*Exercise prompt*
Copy out the items below, swapping each occurrence of "brussels sprout" for "cabbage" and keeping everything else identical.

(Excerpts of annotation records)
########

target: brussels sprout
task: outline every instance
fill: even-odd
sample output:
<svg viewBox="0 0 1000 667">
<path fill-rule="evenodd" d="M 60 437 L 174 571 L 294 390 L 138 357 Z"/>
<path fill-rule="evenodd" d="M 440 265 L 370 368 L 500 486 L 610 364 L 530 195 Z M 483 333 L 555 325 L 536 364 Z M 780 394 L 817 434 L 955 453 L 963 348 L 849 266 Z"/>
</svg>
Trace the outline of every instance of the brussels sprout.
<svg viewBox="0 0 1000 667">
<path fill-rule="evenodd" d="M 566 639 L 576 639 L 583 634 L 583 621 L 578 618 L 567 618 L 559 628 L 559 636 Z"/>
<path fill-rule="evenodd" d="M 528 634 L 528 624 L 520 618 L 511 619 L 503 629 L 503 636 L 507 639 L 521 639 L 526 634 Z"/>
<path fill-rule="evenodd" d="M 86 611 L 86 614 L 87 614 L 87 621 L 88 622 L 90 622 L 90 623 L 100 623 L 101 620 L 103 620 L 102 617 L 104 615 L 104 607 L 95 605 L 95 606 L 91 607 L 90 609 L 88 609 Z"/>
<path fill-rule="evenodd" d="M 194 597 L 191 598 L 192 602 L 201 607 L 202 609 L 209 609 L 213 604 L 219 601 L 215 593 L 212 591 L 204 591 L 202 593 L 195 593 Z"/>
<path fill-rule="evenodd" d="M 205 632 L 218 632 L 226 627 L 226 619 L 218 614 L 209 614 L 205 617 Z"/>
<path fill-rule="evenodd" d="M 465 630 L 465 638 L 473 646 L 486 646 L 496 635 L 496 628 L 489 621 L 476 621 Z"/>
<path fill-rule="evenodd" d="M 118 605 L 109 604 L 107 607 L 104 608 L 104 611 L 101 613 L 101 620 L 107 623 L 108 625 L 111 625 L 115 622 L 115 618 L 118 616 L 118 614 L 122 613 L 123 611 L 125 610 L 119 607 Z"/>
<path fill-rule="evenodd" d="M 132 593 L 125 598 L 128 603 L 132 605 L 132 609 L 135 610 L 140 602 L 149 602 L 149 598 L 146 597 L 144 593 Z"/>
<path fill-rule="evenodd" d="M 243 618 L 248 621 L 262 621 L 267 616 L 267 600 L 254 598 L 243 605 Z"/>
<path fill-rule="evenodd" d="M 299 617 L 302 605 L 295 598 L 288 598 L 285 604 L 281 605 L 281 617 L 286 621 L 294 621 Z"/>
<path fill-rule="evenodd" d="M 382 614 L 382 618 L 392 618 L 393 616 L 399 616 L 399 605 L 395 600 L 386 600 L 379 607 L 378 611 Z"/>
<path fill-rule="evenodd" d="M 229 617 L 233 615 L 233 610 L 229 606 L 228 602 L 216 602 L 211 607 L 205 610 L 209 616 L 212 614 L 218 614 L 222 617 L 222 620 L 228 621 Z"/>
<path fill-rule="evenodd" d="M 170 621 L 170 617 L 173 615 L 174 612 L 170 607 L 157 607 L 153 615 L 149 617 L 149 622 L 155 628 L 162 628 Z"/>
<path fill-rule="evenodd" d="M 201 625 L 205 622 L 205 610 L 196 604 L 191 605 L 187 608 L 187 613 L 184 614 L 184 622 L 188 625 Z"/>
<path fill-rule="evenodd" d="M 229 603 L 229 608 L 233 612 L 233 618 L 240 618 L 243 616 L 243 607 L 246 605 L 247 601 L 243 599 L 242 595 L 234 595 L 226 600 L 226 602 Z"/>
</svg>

########

*Answer to the exercise*
target: cabbage
task: outline every instance
fill: even-odd
sample output:
<svg viewBox="0 0 1000 667">
<path fill-rule="evenodd" d="M 60 437 L 174 571 L 294 390 L 138 357 Z"/>
<path fill-rule="evenodd" d="M 440 265 L 370 368 L 500 486 L 610 364 L 530 195 Z M 483 333 L 555 325 L 536 364 Z M 780 394 L 817 434 L 955 453 L 963 348 L 849 266 Z"/>
</svg>
Trace the outline of every instance of the cabbage.
<svg viewBox="0 0 1000 667">
<path fill-rule="evenodd" d="M 566 639 L 576 639 L 583 634 L 583 621 L 578 618 L 567 618 L 559 628 L 559 636 Z"/>
<path fill-rule="evenodd" d="M 528 634 L 528 624 L 520 618 L 511 619 L 503 629 L 503 636 L 507 639 L 521 639 L 526 634 Z"/>
<path fill-rule="evenodd" d="M 86 611 L 86 614 L 87 614 L 87 621 L 88 622 L 90 622 L 90 623 L 100 623 L 101 620 L 103 620 L 102 617 L 104 615 L 104 607 L 95 605 L 95 606 L 91 607 L 90 609 L 88 609 Z"/>
<path fill-rule="evenodd" d="M 194 597 L 191 598 L 192 602 L 201 607 L 202 609 L 209 609 L 213 604 L 219 601 L 215 593 L 212 591 L 204 591 L 202 593 L 195 593 Z"/>
<path fill-rule="evenodd" d="M 205 632 L 218 632 L 226 627 L 226 619 L 218 614 L 209 614 L 205 617 Z"/>
<path fill-rule="evenodd" d="M 465 630 L 465 638 L 473 646 L 486 646 L 496 635 L 496 628 L 489 621 L 476 621 Z"/>
<path fill-rule="evenodd" d="M 118 605 L 109 604 L 107 607 L 104 608 L 104 611 L 101 613 L 101 620 L 107 623 L 108 625 L 111 625 L 115 622 L 115 618 L 118 616 L 118 614 L 122 613 L 123 611 L 125 610 L 119 607 Z"/>
<path fill-rule="evenodd" d="M 132 593 L 125 598 L 128 603 L 132 605 L 132 609 L 135 610 L 140 602 L 149 602 L 149 598 L 146 597 L 144 593 Z"/>
<path fill-rule="evenodd" d="M 243 618 L 248 621 L 262 621 L 267 616 L 267 600 L 254 598 L 243 605 Z"/>
<path fill-rule="evenodd" d="M 299 617 L 302 605 L 295 598 L 288 598 L 285 604 L 281 605 L 281 617 L 286 621 L 294 621 Z"/>
<path fill-rule="evenodd" d="M 382 614 L 382 618 L 392 618 L 393 616 L 399 616 L 399 605 L 395 600 L 386 600 L 379 607 L 378 611 Z"/>
<path fill-rule="evenodd" d="M 229 617 L 233 615 L 233 610 L 229 606 L 228 602 L 216 602 L 211 607 L 205 610 L 209 616 L 212 614 L 218 614 L 222 617 L 222 620 L 228 621 Z"/>
<path fill-rule="evenodd" d="M 170 621 L 170 617 L 173 615 L 174 612 L 170 607 L 157 607 L 153 615 L 149 617 L 149 622 L 155 628 L 162 628 Z"/>
<path fill-rule="evenodd" d="M 201 625 L 205 622 L 205 610 L 196 604 L 191 605 L 187 608 L 187 613 L 184 614 L 184 622 L 188 625 Z"/>
<path fill-rule="evenodd" d="M 229 603 L 229 608 L 233 612 L 233 618 L 240 618 L 243 616 L 243 607 L 246 605 L 247 601 L 243 599 L 242 595 L 234 595 L 226 600 L 226 602 Z"/>
</svg>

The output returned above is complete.